▶ **Tasks to complete**:
1) According to the mining law text, what is the longest period allowed for an exploration IUP in coal mining?
2) Continue the mining law text from where it stops.

▶ **Page excerpt**:

MINING LAW: Mining permits (IUP), Small-scale mining permits (IPR) and special mining permits (IUPK) constitute the mining permit regime under the new Law No. 4 of 2009 concerning mineral and coal mining. The mining industry is now classified into:

• mineral mining, which includes radioactive mineral mining, metals mining, non-metals mining and stone quarrying; and

• coal mining.

Unlike its predecessor, Law No. 4 of 2009 welcomes foreign capital to enter the mining industry through a limited liability company (LLC) in the framework of foreign investment. The company will then apply for an IUP or bid for an IUPK.

An IUP is granted to Indonesian legal entities, cooperatives, joint ventures and individuals, and involves two stages. The first is an exploration IUP, which includes a general survey, exploration, and feasibility study. The maximum period for an exploration IUP is:

• eight years for metals mining;

• three years for non-metals mining;

• seven years for certain non-metals mineral mining;

• three years for stone quarrying;

• and seven years for coal mining.

The second stage is a production-operation IUP, which includes construction, mining, processing and/or refining/smelting, transportation, and sales. The maximum period for a production-operation IUP is:

• 20 years for metal mineral mining, which may be extended twice for two 10-year periods;

• 10 years for non-metal mineral mining, which may be extended twice, for five years each;

• 20 years for certain types of non-metal mineral mining, which may be extended twice, 10 years each;

• five years for rock mining, which may be extended twice, five years each;

• and 20 years for coal mining, which may be extended twice, for 10 years each.

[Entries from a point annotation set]
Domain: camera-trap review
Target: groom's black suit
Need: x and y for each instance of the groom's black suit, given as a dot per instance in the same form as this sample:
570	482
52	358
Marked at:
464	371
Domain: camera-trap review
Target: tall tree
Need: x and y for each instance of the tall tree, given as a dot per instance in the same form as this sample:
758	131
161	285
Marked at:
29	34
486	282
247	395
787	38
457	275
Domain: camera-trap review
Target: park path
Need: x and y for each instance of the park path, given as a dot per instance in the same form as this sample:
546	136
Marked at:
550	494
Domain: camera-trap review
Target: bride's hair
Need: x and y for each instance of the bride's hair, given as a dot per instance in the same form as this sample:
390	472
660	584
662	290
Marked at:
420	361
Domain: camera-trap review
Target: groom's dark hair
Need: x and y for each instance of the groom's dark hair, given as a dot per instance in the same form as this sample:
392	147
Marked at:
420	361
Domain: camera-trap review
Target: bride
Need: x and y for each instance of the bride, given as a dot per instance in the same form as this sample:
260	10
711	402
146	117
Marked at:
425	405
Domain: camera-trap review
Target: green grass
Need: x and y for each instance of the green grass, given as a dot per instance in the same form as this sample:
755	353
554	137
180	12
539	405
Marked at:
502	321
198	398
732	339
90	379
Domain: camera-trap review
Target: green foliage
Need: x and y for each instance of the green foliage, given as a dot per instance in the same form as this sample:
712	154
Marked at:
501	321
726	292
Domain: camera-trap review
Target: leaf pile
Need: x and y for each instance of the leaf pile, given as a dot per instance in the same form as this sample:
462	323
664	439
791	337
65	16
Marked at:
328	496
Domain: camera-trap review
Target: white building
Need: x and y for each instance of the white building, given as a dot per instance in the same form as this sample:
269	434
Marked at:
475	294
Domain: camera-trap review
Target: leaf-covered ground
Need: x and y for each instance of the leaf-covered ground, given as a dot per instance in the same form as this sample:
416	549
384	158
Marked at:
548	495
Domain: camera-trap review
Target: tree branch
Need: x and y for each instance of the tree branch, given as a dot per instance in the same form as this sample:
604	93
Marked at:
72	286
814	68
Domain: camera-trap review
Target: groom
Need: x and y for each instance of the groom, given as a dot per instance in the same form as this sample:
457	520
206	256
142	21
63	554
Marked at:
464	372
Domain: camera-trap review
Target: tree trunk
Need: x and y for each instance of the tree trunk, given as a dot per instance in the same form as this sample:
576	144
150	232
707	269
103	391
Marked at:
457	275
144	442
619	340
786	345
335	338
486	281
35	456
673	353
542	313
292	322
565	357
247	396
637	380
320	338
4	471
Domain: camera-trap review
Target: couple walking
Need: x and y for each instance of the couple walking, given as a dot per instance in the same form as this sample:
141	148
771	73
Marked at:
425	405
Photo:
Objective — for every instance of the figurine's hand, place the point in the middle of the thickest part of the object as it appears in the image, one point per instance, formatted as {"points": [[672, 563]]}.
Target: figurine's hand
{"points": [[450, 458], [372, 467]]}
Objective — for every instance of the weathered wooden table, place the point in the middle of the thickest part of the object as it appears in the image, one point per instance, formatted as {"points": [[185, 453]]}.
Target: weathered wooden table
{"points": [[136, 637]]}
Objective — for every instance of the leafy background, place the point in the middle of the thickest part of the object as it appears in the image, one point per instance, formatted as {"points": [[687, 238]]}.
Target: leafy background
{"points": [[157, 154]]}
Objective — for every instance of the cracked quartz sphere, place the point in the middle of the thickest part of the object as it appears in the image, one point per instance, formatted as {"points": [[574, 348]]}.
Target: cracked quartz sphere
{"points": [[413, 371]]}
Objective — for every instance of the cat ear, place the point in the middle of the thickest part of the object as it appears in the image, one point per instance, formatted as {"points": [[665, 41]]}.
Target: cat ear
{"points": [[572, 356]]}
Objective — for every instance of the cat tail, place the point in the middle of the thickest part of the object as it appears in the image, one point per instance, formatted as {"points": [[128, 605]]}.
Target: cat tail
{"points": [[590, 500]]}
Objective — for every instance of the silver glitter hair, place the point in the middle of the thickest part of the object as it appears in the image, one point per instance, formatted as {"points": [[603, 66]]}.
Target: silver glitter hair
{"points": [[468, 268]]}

▶ **Answers**:
1) Seven years.

2)
There are several types of areas granted to an exploration IUP and a production-operation IUP. They are:

• metals mining, with an exploration IUP for an area between 5000 and 100,000 ha, and a production-operation IUP, up to a maximum 25,000 ha;

• non-metals mining, with an exploration IUP for an area between 500 and 25,000 ha, and a production-operation IUP, up to a maximum of 5000 ha;

• stone quarrying, with an exploration IUP for an area between 5 and 5000 ha, and a production-operation IUP, up to a maximum of 1000 ha;

• and coal mining, with an exploration IUP for an area between 5000 and 50,000 ha, and a production-operation IUP, up to a maximum of 15,000 ha.

An IPR is a small-scale mining permit granted to individuals, up to a maximum of 1 ha, community groups (5 ha) and cooperatives (10 ha) for a maximum of five years and is extendable. An IPR may be issued for metal mineral mining, non-metal mineral mining, rock mining and coal mining.

An IUPK is a permit that is granted to Indonesian state-owned entities, Indonesian local-government-owned entities and Indonesian private entities. The entities that are granted and IUPK permit will use the permit to conduct mining activities in special mining permit areas, with priority being given to state-owned and local-government-owned entities; while private entities are required to enter a bidding process.

When an IUPK is issued, due consideration of the region’s interests should be given. An IUPK is currently only issued for metal mineral mining and coal mining. Like an IUP, an IUPK involves two stages. The first stage is an exploration IUPK. The maximum time period for an exploration IUPK is:

• eight years for metal mineral mining;

• and seven years for coal mining.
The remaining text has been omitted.